**ПОКАЗАННЫЙ ОТРЫВОК**
┄┄┄┄┄┄┄┄┄┄
Может казаться, что Затонскую занимают вещи заурядные и даже мелкие. Она воспевает, например, обыденные встречи: «Как в полдень тень была мала. / В саду моталась медленно без дела, / набухла яблоня и полетела, / и ты пришел ко мне / совсем без тела, / мы ели вишню / и в слова играли, / и я тебя нисколько не любила…» А вот вполне факультативное впечатление: «Проезжая по центру, / увидела ботинок, брошенный на дороге, / думала – птица» – с неожиданным выдохом: «Хорошо, / что ботинки / не умеют летать / или летают мало. / Тогда полегчало». В иных отзывах стихи Затонской то называли лирическим дневником, то усматривали в них восточную отзеркаливающую созерцательность. В нынешней фазе ее творчества строгий отбор – авторский ли, редакторский ли – освещает более важные стороны этой поэтики, а не очевидные внешние черты.
┄┄┄┄┄┄┄┄┄┄
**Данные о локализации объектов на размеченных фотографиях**
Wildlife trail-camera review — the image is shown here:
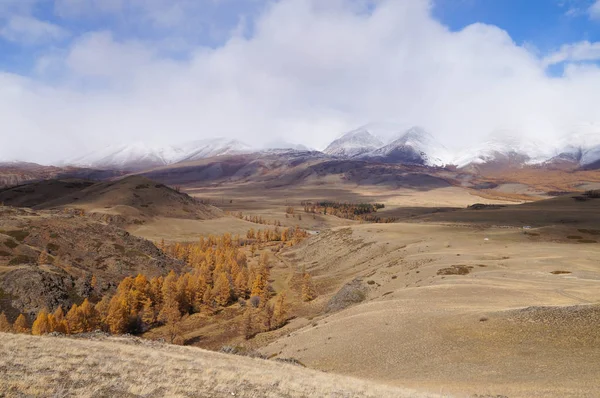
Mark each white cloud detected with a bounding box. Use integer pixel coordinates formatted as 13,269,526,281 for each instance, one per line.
588,0,600,19
0,15,69,45
544,41,600,65
0,0,600,161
┄┄┄┄┄┄┄┄┄┄
**ЗАДАНИЕ**
Перескажите отрывок о стихах Затонской в двух предложениях. Список здесь ни при чём.

**ОТВЕТ**
Может казаться, что Затонскую занимают заурядные и даже мелкие вещи: она воспевает обыденные встречи и случайные впечатления, например брошенный на дороге ботинок, принятый за птицу. Ее стихи называли то лирическим дневником, то восточной отзеркаливающей созерцательностью, а в нынешней фазе ее творчества строгий отбор освещает более важные стороны этой поэтики, а не очевидные внешние черты.